**Your objective:** Reproduce the rows below verbatim, starting at the beginning of the rows and ending at the line that contains "105, 0, 128, 16", with both ends included. Omit the pictures from your copy.

(Entries on locating named things)
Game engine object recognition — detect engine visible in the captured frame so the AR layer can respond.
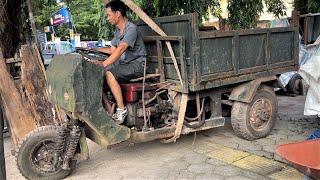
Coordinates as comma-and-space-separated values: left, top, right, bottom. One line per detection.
103, 83, 172, 130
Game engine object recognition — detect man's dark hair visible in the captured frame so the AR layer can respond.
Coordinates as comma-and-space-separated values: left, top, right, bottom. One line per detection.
105, 0, 128, 16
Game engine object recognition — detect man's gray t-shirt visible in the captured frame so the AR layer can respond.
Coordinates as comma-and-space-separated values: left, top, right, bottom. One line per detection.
111, 21, 147, 64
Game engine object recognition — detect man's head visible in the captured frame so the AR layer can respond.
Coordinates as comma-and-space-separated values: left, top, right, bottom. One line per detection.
105, 0, 127, 25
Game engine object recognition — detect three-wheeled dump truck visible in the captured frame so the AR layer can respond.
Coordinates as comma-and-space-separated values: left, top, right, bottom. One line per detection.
16, 14, 299, 179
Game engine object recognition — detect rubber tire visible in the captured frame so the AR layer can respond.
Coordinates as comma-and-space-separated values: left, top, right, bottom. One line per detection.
286, 73, 303, 95
231, 85, 278, 141
16, 126, 76, 180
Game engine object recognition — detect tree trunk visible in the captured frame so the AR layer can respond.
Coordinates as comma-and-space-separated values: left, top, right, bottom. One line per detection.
20, 45, 54, 126
0, 99, 6, 180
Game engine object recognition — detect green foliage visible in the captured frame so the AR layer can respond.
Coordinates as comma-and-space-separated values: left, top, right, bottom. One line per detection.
32, 0, 288, 40
293, 0, 320, 14
135, 0, 221, 19
228, 0, 285, 29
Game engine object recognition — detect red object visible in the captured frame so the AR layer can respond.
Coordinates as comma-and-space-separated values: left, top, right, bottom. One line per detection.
121, 83, 157, 103
276, 139, 320, 179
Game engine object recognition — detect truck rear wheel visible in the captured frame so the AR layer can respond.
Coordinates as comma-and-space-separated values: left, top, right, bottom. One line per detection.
231, 86, 278, 140
16, 126, 76, 180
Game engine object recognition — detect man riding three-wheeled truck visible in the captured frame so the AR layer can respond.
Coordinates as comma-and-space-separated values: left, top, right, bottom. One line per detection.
16, 1, 299, 179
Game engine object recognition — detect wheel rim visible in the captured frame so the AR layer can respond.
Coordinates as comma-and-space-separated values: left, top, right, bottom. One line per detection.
31, 140, 58, 173
249, 98, 273, 131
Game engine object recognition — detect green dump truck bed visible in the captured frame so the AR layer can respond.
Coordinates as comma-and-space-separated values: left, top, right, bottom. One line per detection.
138, 14, 299, 92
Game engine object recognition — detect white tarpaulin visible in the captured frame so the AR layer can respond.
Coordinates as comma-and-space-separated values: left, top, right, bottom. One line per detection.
299, 47, 320, 115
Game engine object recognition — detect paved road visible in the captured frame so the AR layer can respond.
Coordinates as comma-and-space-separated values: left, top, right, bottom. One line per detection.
5, 96, 320, 180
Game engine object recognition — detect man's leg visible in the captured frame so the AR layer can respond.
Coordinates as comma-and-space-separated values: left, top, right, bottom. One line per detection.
106, 71, 124, 109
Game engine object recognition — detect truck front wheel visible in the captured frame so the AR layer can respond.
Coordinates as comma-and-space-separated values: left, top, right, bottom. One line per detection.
16, 126, 76, 180
231, 85, 278, 140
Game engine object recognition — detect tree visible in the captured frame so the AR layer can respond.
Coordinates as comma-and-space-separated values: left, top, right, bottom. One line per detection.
135, 0, 221, 19
228, 0, 286, 29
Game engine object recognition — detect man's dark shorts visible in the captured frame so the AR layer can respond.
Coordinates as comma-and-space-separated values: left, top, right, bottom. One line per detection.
105, 60, 144, 83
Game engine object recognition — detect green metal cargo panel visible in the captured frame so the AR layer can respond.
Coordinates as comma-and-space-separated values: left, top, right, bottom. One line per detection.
138, 14, 299, 92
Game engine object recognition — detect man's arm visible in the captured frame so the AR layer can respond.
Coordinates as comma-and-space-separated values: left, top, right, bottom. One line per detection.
102, 42, 129, 67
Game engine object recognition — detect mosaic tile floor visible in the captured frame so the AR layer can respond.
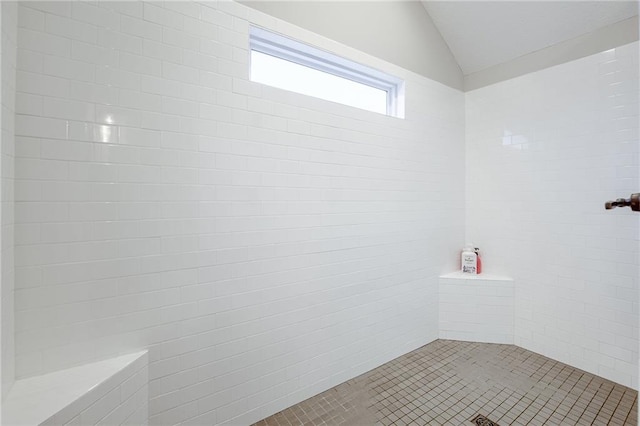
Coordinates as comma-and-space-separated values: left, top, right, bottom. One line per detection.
256, 340, 638, 426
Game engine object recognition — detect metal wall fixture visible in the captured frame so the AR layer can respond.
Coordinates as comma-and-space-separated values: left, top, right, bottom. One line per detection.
604, 192, 640, 212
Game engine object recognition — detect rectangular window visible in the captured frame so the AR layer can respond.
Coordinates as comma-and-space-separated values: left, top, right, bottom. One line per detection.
250, 26, 404, 117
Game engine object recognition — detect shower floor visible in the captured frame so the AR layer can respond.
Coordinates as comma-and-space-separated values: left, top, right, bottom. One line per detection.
256, 340, 638, 426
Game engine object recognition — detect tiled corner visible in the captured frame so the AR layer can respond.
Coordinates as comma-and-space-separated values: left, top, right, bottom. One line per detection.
255, 340, 638, 426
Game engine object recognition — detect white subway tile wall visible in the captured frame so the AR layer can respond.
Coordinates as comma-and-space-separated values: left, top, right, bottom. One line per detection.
0, 2, 18, 402
466, 42, 640, 389
15, 1, 464, 424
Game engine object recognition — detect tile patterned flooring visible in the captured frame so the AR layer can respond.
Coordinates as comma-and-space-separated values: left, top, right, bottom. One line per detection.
255, 340, 638, 426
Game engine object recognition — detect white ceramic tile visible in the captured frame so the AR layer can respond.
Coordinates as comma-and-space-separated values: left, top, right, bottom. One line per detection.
10, 2, 464, 423
466, 43, 640, 386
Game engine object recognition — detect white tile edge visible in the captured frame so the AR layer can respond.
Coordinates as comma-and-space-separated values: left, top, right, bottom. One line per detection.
2, 349, 148, 425
438, 271, 513, 281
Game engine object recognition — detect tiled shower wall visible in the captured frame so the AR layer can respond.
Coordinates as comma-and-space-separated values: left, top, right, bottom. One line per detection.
15, 1, 464, 424
466, 43, 640, 389
0, 2, 18, 402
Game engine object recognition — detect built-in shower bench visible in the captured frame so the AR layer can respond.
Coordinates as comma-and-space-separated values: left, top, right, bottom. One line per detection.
438, 272, 515, 344
2, 350, 149, 426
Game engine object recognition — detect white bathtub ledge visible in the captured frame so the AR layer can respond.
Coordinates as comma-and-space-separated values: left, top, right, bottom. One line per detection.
2, 350, 148, 425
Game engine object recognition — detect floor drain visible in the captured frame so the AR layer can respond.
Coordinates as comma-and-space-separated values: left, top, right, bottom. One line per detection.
471, 414, 500, 426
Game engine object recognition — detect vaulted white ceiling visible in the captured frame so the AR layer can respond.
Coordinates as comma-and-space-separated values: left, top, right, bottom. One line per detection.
422, 0, 638, 75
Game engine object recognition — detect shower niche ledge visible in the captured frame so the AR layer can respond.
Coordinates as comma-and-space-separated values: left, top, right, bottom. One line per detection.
1, 350, 149, 426
438, 272, 515, 344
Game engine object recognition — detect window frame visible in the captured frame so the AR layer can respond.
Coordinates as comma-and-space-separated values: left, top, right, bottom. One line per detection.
249, 25, 404, 118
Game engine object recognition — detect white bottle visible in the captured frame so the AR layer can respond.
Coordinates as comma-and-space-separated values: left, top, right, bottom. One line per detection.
460, 243, 478, 274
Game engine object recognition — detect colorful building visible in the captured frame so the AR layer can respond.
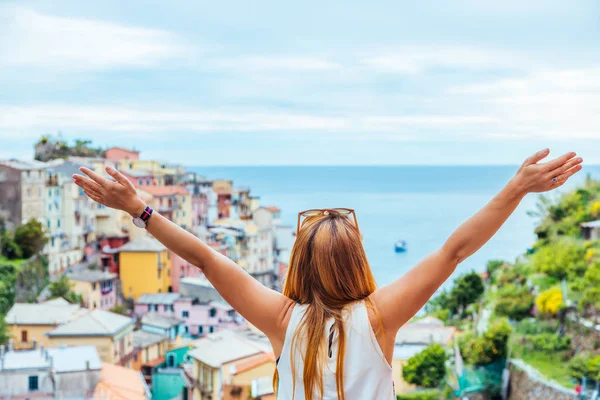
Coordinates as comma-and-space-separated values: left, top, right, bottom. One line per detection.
0, 160, 46, 225
142, 312, 185, 340
104, 147, 140, 161
139, 186, 193, 229
132, 330, 169, 385
94, 363, 152, 400
188, 331, 275, 399
0, 344, 101, 399
67, 269, 117, 310
46, 309, 135, 366
119, 237, 172, 300
5, 299, 87, 350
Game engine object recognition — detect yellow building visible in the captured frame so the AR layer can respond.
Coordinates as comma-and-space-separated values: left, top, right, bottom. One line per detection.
188, 331, 275, 400
46, 309, 135, 367
67, 269, 117, 310
118, 237, 171, 300
6, 299, 87, 350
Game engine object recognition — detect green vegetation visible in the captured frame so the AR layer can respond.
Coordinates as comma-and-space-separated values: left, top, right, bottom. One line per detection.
35, 134, 104, 162
402, 344, 448, 388
396, 390, 442, 400
459, 319, 512, 366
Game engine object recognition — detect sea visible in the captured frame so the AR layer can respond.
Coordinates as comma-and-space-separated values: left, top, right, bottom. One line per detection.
191, 166, 600, 286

**Task answer:**
Game engine object recognition — detect engine visible in the captured frame so the AR layer can respond.
Coordinates as comma-and-space-separated values: left, top, right, bottom. One line per detection.
103, 83, 172, 130
Game engine object recognition — detect man's dark hair visible in the captured frame so the AR layer can respond.
Coordinates as comma-and-space-separated values: left, top, right, bottom. One line per detection.
105, 0, 128, 16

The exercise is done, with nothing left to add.